::: Recorded data

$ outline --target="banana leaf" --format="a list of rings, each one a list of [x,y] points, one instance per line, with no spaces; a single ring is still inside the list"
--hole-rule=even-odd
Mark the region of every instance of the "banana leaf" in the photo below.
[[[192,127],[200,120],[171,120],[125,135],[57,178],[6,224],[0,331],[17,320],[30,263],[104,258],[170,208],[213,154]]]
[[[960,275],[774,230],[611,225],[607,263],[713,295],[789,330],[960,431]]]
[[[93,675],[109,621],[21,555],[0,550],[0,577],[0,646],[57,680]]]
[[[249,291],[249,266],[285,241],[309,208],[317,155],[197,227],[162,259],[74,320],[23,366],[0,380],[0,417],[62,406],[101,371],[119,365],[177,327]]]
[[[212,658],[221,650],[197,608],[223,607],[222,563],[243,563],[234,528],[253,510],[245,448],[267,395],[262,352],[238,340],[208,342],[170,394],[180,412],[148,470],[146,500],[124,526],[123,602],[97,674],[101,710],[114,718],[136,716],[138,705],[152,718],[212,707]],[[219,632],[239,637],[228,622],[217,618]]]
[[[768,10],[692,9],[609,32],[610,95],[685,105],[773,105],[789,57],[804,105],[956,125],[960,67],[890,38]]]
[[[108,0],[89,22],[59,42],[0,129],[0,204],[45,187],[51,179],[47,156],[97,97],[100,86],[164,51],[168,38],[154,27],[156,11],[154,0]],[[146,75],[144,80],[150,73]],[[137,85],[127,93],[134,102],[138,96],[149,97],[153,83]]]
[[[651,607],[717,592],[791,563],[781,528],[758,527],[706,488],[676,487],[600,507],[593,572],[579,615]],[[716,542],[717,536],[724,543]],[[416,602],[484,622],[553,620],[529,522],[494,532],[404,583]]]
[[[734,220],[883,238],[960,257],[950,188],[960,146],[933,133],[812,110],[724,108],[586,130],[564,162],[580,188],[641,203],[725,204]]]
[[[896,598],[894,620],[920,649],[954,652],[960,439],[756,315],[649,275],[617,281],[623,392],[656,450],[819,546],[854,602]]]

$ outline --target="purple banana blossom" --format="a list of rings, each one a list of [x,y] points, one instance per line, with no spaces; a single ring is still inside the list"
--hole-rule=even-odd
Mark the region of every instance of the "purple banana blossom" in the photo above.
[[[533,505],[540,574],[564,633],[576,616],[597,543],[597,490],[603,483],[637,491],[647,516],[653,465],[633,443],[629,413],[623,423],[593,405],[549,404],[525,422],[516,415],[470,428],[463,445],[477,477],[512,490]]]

::::::

[Problem requirements] Going through the entries above, show each line that contains "inside".

[Expected output]
$ outline --target="banana leaf" --format="a list of rings, each one a list of [x,y] points, one instance per line, with no spaces; a single ring is still inside the list"
$ outline --target="purple banana blossom" --format="a list of rings, each one a list of [x,y] points, one instance per line, with no spaces; a single ring is still inside the list"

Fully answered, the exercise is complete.